> [What you have to do]
In the records below, begin at the line containing "For every instance of the white water" and stop after the line containing "pixel 339 552". Express those lines as a JSON list of strings, one string per line, leaving out any blank lines.

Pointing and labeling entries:
┌──

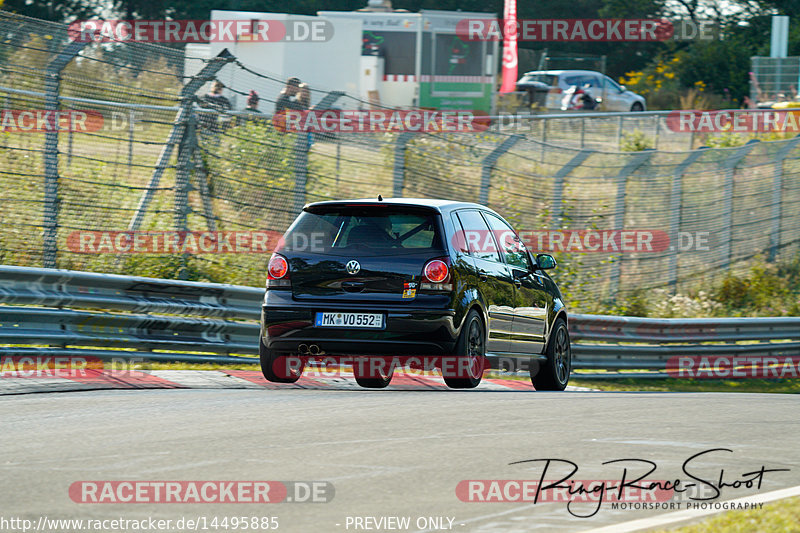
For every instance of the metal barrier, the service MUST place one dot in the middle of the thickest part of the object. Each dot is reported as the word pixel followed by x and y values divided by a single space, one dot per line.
pixel 61 312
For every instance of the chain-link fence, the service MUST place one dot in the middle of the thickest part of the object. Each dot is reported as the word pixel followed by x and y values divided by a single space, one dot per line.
pixel 151 155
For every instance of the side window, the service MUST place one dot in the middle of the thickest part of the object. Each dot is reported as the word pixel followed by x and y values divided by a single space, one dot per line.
pixel 513 249
pixel 611 84
pixel 479 238
pixel 592 81
pixel 459 238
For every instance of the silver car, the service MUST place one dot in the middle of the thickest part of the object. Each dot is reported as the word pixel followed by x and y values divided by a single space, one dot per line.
pixel 614 97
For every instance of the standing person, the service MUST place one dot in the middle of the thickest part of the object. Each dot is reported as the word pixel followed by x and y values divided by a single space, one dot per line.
pixel 252 102
pixel 287 99
pixel 304 97
pixel 215 122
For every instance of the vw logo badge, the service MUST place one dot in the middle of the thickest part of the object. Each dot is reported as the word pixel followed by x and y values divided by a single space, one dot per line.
pixel 353 267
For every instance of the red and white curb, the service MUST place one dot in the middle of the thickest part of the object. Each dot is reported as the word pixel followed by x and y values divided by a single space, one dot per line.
pixel 19 383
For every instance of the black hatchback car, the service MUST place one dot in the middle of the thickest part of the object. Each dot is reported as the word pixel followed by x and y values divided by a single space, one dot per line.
pixel 411 277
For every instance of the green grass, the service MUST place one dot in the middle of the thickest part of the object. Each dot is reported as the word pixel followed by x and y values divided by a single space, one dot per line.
pixel 783 517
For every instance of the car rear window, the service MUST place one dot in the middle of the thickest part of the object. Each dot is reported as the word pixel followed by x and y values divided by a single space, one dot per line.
pixel 549 79
pixel 364 230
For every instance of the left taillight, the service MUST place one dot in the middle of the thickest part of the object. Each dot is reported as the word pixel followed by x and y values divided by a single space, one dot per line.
pixel 278 272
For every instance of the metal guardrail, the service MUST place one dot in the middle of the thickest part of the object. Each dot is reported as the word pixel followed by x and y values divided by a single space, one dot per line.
pixel 61 312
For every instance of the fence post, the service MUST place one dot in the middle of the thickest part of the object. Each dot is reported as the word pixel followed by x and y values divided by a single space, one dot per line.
pixel 635 162
pixel 131 133
pixel 301 147
pixel 399 170
pixel 186 151
pixel 558 185
pixel 777 204
pixel 178 130
pixel 657 130
pixel 488 164
pixel 52 85
pixel 675 214
pixel 729 166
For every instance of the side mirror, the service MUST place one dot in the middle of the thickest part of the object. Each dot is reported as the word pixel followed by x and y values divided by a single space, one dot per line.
pixel 545 261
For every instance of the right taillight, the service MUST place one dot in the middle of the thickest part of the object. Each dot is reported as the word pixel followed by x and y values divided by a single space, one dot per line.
pixel 436 271
pixel 277 272
pixel 437 275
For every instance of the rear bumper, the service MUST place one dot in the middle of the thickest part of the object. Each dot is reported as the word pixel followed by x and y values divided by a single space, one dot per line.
pixel 408 331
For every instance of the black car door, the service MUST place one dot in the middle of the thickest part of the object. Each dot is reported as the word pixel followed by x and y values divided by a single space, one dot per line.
pixel 495 281
pixel 530 295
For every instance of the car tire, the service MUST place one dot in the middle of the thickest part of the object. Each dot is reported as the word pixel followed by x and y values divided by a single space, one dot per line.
pixel 472 344
pixel 271 360
pixel 369 380
pixel 554 373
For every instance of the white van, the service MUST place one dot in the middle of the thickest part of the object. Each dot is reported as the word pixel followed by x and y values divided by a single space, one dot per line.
pixel 615 97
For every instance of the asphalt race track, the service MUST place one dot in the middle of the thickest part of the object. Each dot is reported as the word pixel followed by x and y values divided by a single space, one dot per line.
pixel 389 453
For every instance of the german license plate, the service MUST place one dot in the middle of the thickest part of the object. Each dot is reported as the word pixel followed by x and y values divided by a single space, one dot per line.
pixel 349 320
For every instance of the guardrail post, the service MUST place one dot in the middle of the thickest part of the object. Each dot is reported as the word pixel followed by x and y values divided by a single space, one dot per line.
pixel 488 164
pixel 558 185
pixel 178 130
pixel 583 131
pixel 777 204
pixel 544 137
pixel 635 162
pixel 729 165
pixel 399 170
pixel 52 84
pixel 675 214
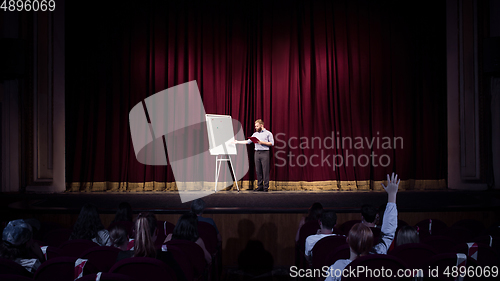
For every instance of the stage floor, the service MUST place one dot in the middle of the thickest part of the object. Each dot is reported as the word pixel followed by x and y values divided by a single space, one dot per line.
pixel 253 202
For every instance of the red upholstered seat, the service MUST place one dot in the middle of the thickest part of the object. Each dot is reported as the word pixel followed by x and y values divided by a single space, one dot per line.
pixel 375 262
pixel 61 268
pixel 103 257
pixel 413 254
pixel 10 267
pixel 148 269
pixel 324 247
pixel 75 248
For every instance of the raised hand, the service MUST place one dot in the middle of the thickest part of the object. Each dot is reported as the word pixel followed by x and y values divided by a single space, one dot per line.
pixel 392 187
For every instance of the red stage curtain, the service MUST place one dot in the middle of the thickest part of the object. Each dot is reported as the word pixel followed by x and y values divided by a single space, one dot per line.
pixel 370 70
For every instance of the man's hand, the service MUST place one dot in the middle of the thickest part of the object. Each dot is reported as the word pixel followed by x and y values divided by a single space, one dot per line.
pixel 392 187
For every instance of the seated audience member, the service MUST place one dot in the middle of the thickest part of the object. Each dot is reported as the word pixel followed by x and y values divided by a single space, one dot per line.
pixel 197 207
pixel 360 238
pixel 406 235
pixel 124 213
pixel 88 226
pixel 327 223
pixel 314 214
pixel 17 245
pixel 145 236
pixel 369 215
pixel 187 229
pixel 119 238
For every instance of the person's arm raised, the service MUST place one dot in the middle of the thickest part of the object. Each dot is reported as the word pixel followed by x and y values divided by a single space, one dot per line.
pixel 240 142
pixel 391 188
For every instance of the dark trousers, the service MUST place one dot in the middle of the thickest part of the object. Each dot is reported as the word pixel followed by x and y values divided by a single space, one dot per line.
pixel 262 168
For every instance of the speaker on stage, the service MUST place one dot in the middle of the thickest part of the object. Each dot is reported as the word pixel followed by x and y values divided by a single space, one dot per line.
pixel 13 58
pixel 491 54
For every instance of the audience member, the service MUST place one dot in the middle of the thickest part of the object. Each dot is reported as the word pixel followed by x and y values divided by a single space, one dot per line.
pixel 124 213
pixel 88 226
pixel 197 207
pixel 145 237
pixel 406 235
pixel 369 215
pixel 327 223
pixel 17 245
pixel 187 229
pixel 119 237
pixel 360 237
pixel 314 214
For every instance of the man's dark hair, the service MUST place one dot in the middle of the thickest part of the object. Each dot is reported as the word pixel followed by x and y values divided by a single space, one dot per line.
pixel 197 206
pixel 329 219
pixel 369 213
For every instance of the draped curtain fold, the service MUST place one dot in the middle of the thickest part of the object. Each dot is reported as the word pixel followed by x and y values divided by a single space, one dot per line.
pixel 351 90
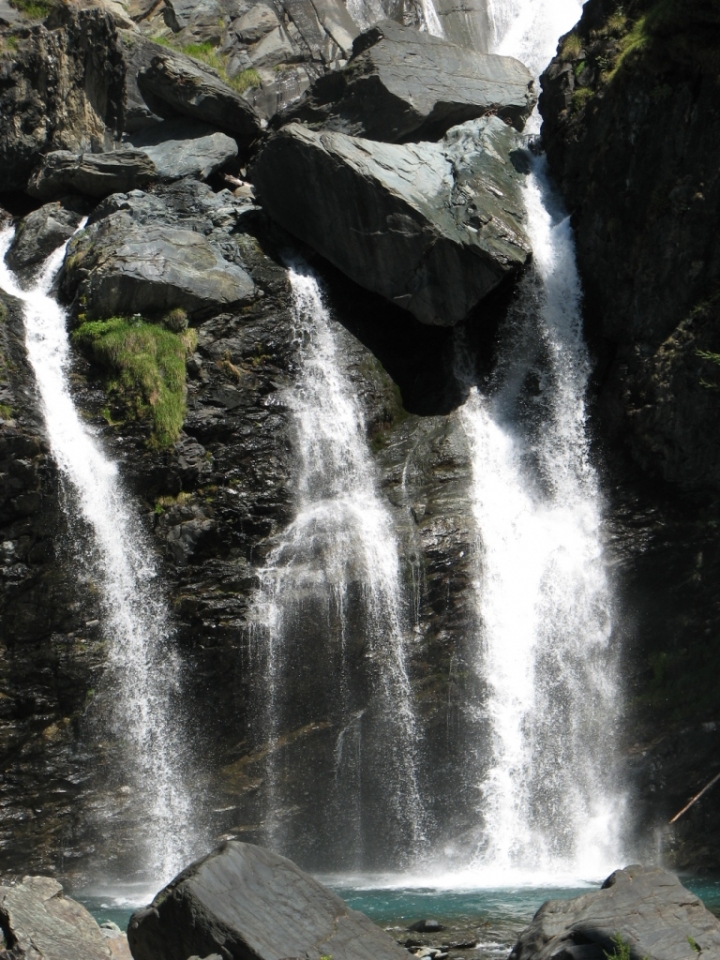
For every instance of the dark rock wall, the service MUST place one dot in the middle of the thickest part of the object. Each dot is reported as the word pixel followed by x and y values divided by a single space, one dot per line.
pixel 632 131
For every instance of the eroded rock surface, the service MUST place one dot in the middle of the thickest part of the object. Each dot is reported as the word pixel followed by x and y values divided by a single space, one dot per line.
pixel 646 907
pixel 249 902
pixel 432 227
pixel 404 85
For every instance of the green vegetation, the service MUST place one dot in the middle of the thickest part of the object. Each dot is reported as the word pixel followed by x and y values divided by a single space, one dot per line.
pixel 147 364
pixel 620 951
pixel 207 53
pixel 34 9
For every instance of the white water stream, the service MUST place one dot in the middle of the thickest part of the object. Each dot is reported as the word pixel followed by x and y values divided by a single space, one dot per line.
pixel 549 798
pixel 141 679
pixel 339 552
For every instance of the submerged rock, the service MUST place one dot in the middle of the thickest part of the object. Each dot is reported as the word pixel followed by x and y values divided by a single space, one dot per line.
pixel 38 921
pixel 405 85
pixel 432 227
pixel 644 908
pixel 245 902
pixel 95 175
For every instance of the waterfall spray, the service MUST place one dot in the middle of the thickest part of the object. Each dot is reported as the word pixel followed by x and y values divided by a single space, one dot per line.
pixel 141 674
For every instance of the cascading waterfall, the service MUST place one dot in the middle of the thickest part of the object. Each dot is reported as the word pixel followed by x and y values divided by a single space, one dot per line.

└──

> [Written response]
[
  "For every instance of the white water stream, the service MUST place one dot in the middle of the thickest part of the object. Each dot is reported as the word pixel followed by x and y values divided by a single space, one dot per line.",
  "pixel 549 798",
  "pixel 141 679",
  "pixel 339 552"
]